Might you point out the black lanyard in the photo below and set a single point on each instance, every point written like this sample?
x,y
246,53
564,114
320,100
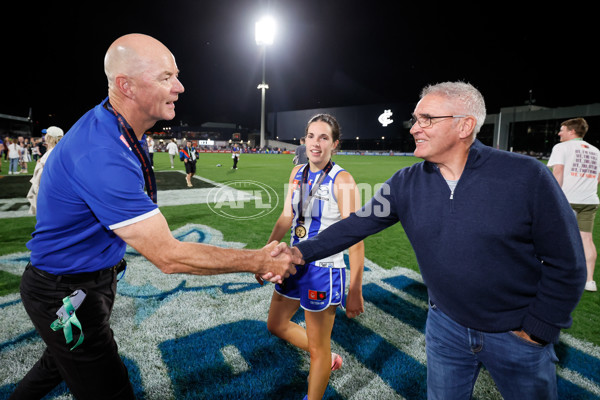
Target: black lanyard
x,y
138,150
305,195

> [Goal]:
Return each line of the data above that contains the string "lanyard". Case counts.

> [Finished answer]:
Might you point out the black lanyard in the photo below and set a single point on each instance, every point written like this sample?
Target: black lanyard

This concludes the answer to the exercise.